**** Texte à lire

Cet éditorial est du 3 juin 2012. Il s’agit d’un impressionnant catalogue de toutes les raisons pour lesquelles il serait pure folie d’envisager une intervention militaire. Tout y passe. Il y a d’abord la reconnaissance que toutes les interventions du bloc BAO dans la dernière décade ont conduit à à des situations de désordre, d’enlisement, d’extension des violences bien pires que celles auxquelles on prétendait mettre un terme. Il y a ensuite le constat qu’une intervention se heurterait à des conditions militaires beaucoup plus rudes que toutes les interventions qui ont précédé… (Paradoxalement, ce point nous démontre indirectement que le régime d'Assad, loin d'être isolé et aux abois comme l'affirme en général la narrative BAO, disposerait au conntraire de forces et d'un soutien très importants.)
«Military sources too have been at pains to point out the differences between Libya – where a western-led coalition did intervene in an air campaign – and Syria. The reality is that in Libya the opposition, which had seized heavy weapons in the first days of the uprising, had quickly secured large areas of territory from which to operate. An intervention in Syria would be much more difficult. Much of the conflict during the last year has not been in open desert but in large population centres in a state in which the geography of conflict is much more tightly enmeshed. As Israel discovered during its protracted adventure in Lebanon, with its complex sectarian rivalries, which mirror Syria's to a degree, it is an easy neighbourhood in which to become intractably bogged down…»
On passe ensuite à la situation de l’opposition à Assad… Divisée, composée de groupes disparates dont certains ont incontestablement des connexions directes avec al Qaïda, avec parfois des affrontements entre ces divers groupes : là aussi, la situation n’est pas favorable à une intervention, voire à une implication indirecte un peu plus prononcée que celle qui est déjà en cours. (L’éditorial ne mentionne pas le fait, mais il est pourtant avéré.) Même la création d’une “zone de sécurité” est envisagée avec une extrême réserve, avec le risque qu’un afflux de réfugiés créerait des potentialités graves de déstabilisation pour les pays voisins. Ainsi en arrive-t-on au sempiternel constat : c’est la Russie qui détient la clef, – comment convaincre la Russie de s’y mettre et de jouer complètement son rôle d’arbitre politique, c’est-à-dire de faire la politique du bloc BAO en permettant l’élimination d’Assad ? Car c’est bien le cas, dans l’esprit des “libéraux interventionnistes” (liberal hawks), se poser en “arbitre politique” dans la crise syrienne implique d’abord, prioritairement et on dirait exclusivement, l’élimination d’Assad.

********
**** Extrait de données

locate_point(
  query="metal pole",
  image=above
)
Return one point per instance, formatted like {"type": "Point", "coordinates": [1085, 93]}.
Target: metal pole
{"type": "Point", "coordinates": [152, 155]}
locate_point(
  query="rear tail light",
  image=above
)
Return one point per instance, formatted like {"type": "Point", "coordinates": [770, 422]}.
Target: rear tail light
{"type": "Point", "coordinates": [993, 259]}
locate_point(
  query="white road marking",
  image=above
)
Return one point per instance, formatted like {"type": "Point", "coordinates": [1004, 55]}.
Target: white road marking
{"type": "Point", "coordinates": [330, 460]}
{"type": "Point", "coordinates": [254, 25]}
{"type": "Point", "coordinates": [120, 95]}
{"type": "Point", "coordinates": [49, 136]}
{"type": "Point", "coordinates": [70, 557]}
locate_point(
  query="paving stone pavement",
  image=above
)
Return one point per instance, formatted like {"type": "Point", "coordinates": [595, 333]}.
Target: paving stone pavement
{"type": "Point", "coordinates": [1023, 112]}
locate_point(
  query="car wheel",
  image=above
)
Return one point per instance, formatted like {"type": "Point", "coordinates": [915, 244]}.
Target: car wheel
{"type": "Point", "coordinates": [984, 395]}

********
**** Extrait de données

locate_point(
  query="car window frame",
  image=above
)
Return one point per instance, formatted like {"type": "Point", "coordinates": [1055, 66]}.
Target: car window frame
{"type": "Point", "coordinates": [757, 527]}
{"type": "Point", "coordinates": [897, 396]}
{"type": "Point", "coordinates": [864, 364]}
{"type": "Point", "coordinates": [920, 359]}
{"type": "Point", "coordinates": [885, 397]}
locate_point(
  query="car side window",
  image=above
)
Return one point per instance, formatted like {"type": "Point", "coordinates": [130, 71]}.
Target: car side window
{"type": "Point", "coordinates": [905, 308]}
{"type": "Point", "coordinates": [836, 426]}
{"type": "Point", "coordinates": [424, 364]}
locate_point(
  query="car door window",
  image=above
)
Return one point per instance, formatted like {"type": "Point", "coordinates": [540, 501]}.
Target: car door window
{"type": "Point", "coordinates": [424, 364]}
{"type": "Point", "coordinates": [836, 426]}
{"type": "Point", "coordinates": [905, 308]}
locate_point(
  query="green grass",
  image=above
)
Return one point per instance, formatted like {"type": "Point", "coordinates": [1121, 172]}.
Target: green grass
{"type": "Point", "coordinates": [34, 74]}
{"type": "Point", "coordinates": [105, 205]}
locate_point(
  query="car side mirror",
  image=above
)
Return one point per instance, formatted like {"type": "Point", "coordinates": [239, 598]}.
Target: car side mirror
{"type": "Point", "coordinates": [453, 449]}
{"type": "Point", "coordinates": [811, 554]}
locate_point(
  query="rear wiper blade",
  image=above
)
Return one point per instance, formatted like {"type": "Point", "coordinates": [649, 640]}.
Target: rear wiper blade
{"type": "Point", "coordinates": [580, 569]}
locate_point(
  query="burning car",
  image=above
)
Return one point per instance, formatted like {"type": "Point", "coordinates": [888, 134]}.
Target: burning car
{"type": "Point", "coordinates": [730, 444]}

********

▶ _Exercices_:
1. Résumez en deux phrases le texte sur l'intervention militaire en Syrie.
2. Poursuivez le texte sur l'intervention militaire en Syrie à partir de sa dernière phrase.

▶ _Réponses proposées_:
1. Un éditorial du 3 juin 2012 énumère les raisons qui rendraient folle une intervention militaire : les interventions du bloc BAO de la dernière décennie ont entraîné désordre, enlisement et violences accrues, et le conflit syrien, mené dans de grands centres de population, poserait des conditions militaires bien plus rudes qu'en Libye. L'opposition à Assad, divisée et en partie liée à al Qaïda, ne se prête pas davantage à une intervention, si bien que l'on en revient au constat que la Russie détient la clef, l'« arbitre politique » devant d'abord, aux yeux des « libéraux interventionnistes », permettre l'élimination d'Assad.

2.
La conclusion de l’édito permet de faire le point de toutes les contradictions remarquables qui caractérisent la position du bloc BAO. Il s’agit donc d’impliquer la Russie et, pour cela, d’avoir une politique plus habile, plus arrangeante vis-à-vis de ce pays et, enfin, d’arriver à une solution politique équitable et juste. Et cette “solution équitable et juste” devrait être amorcée dans une discussion générale, – à laquelle, sans nul doute, la Russie serait invitée à participer, – dont l’un des buts devrait être éventuellement d’accroître les sanctions contre le régime syrien.
«Any solution requires the agreement of Moscow without whom there can be no intervention. As Lord Ashdown wrote recently, the west's history of diplomatic mis-steps in its relationship with Moscow, far from making it harder for Russia to say "no" to a proposed solution, has made it easier. […] As Lord Ashdown has suggested, international diplomacy needs to become more purposeful, building an effective consensus that includes both Russia and regional players, stripped of moral posturing. That must include an insistence that Russia and other regional players with an influence take on a greater role in the search for an end to the violence, rather than fuelling it.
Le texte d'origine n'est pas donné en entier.